*EXERCISE REQUIREMENTS:* Print the line containing "Exercise. Find the blurred background ground" and each line after it through the end, please, with nothing added.

*ENTRIES:*

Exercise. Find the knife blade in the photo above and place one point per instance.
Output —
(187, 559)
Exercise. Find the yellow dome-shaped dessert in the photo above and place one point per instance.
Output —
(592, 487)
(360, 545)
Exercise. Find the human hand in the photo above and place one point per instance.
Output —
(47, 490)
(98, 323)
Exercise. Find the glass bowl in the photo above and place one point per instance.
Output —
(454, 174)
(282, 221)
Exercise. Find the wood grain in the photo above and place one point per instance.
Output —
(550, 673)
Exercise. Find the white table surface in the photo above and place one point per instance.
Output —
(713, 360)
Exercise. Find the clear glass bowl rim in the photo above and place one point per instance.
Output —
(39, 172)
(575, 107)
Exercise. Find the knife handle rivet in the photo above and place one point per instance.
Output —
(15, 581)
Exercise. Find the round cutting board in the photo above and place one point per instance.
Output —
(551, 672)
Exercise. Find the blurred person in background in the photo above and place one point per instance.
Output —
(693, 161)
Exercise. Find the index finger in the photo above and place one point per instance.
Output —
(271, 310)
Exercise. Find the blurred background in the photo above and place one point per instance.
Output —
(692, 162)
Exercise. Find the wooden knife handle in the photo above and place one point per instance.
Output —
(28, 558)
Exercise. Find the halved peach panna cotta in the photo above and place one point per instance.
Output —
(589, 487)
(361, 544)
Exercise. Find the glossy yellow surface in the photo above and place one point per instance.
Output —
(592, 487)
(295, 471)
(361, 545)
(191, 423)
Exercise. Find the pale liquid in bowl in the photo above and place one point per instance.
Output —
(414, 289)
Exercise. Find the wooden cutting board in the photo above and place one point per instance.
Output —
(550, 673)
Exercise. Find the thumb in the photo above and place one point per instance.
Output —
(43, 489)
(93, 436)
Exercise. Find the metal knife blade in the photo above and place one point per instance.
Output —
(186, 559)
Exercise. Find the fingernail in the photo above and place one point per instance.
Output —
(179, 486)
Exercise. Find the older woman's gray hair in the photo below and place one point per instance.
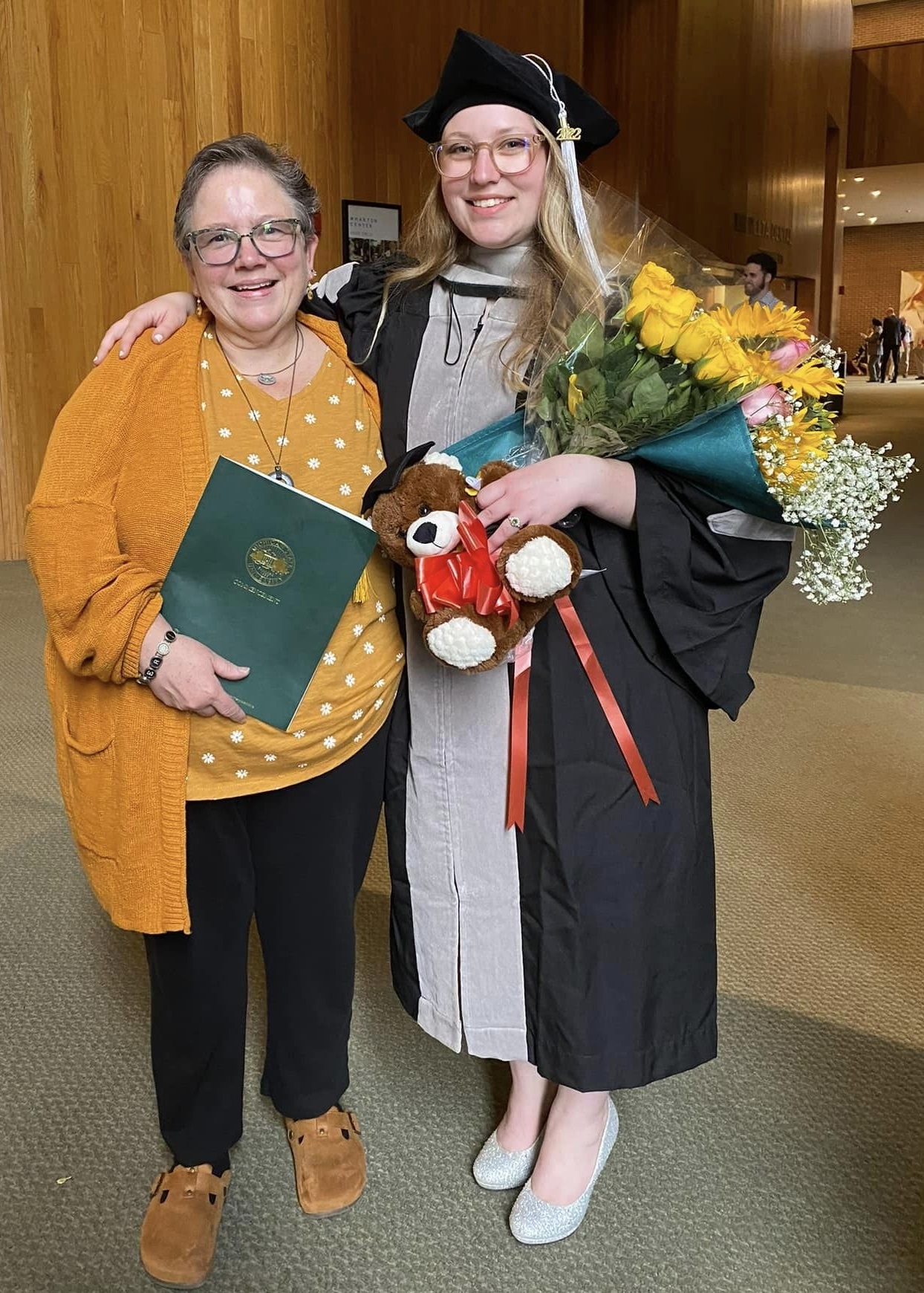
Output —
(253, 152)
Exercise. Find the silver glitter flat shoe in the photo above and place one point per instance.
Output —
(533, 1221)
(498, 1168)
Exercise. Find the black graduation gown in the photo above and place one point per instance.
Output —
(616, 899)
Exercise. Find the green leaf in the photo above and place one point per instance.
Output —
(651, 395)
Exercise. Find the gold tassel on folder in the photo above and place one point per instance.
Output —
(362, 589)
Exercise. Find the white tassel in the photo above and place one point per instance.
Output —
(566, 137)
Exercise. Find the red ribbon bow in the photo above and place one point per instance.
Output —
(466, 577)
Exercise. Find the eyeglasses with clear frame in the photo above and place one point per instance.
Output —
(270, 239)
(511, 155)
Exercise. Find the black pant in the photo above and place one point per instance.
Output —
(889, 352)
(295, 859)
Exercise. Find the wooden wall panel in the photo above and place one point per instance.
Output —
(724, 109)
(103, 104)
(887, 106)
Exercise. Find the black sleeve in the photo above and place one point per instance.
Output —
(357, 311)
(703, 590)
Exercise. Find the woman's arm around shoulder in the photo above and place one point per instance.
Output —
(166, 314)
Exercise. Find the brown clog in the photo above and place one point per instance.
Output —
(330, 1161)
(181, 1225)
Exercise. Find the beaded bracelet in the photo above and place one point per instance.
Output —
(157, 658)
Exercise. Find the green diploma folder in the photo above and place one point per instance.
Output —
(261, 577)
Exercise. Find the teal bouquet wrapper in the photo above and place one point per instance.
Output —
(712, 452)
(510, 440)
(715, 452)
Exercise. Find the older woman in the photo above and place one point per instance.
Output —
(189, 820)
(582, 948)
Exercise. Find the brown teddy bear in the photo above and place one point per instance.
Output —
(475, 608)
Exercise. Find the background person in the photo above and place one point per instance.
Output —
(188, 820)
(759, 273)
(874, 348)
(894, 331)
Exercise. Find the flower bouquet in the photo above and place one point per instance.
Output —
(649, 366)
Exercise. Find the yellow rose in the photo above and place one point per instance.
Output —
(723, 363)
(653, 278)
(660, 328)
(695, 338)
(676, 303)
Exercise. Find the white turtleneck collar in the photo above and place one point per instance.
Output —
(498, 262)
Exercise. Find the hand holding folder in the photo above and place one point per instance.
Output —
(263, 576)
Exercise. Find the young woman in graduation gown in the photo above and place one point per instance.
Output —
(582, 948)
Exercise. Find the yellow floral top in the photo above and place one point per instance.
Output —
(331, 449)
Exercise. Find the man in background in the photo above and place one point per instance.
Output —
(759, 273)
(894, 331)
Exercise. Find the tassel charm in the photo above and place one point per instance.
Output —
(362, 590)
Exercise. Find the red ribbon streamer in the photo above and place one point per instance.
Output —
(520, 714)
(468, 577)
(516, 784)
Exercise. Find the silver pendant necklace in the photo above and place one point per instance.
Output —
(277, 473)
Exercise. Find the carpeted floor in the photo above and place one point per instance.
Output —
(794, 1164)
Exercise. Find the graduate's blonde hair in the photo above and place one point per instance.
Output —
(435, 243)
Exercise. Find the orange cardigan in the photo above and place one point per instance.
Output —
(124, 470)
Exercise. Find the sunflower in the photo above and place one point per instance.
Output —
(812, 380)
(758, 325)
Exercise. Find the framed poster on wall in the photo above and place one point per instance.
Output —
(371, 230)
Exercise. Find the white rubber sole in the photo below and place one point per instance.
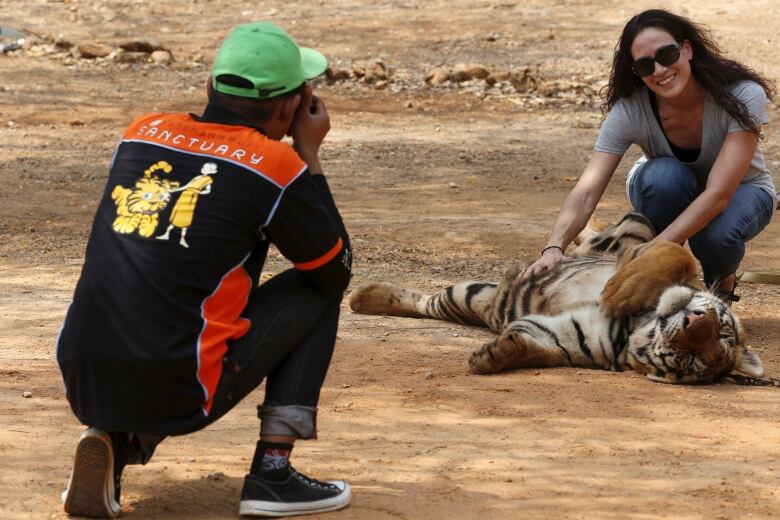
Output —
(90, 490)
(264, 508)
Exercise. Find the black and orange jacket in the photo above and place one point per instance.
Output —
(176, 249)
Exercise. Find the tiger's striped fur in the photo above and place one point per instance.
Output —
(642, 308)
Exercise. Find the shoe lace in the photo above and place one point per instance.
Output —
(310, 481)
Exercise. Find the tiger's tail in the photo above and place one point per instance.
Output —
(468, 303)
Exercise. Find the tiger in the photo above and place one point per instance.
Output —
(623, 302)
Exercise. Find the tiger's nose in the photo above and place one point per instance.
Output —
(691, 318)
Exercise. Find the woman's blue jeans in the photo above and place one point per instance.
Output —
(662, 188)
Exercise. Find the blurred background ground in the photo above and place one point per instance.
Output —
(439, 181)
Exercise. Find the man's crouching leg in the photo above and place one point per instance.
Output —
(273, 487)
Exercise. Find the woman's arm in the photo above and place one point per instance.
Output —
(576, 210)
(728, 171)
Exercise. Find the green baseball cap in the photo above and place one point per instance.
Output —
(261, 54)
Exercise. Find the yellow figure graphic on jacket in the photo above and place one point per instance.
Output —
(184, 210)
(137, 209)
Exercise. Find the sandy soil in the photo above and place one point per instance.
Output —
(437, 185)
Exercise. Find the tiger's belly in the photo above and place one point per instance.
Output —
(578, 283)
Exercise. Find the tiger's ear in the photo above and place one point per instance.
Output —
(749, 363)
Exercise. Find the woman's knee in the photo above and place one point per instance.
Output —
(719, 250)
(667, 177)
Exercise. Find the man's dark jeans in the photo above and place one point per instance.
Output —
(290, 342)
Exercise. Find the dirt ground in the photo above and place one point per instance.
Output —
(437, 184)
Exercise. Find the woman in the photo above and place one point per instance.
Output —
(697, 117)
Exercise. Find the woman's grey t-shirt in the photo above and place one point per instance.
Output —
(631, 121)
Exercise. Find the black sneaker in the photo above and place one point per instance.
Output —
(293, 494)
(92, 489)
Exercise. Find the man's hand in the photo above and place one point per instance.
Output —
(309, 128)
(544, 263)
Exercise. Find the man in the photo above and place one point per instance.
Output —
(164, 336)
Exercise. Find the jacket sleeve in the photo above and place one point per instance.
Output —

*THE REPLY:*
Exercise. Find the blurred background ground in the photo above and place one point per instance.
Output —
(439, 181)
Exercise. Find the man's crouching leg in the photo above and place one point per instance.
Output —
(273, 487)
Exercise. Find the woman's arm in the photo above and place one point per instance.
Output —
(576, 210)
(728, 171)
Exercise. Find the green baseball cap in the photo above and place one point per instance.
Output —
(261, 54)
Exercise. Find the yellow figure graphic on jacket in the photo above and place one point per instance.
Output —
(184, 210)
(137, 209)
Exercise. Find the sandy soil in the photo above and place one point per instance.
Output —
(437, 185)
Exercise. Find the tiger's belly in the photo above and place one point per instance.
Output —
(578, 283)
Exercise. Find the tiger's ear in the photo above and place one point per instance.
Output —
(749, 363)
Exercise. Find the woman's knee in the photo above and place one point per instance.
Output —
(719, 250)
(667, 177)
Exercise. Find the man's dark jeans in the photo above and place one point per instance.
Output —
(290, 342)
Exercise. Find the dirt ground in the photo above and place one point per instance.
Output —
(437, 184)
Exercise. Find the woman in the photo above and place one point per instance.
Output —
(697, 117)
Exercise. Find the woman's grey t-shirt in the photo above and place one point per instance.
Output —
(631, 121)
Exercise. Find the black sneaker in the photo above and place one point per instance.
Output —
(293, 494)
(92, 489)
Exercise. Find the man's hand in the photo above and place one point per instance.
Output —
(309, 128)
(544, 263)
Exercise. Find the man in the photo above and place one point per instance.
Output —
(164, 336)
Exercise. Find the jacket sleeve in the photo above and place one point per instance.
Output —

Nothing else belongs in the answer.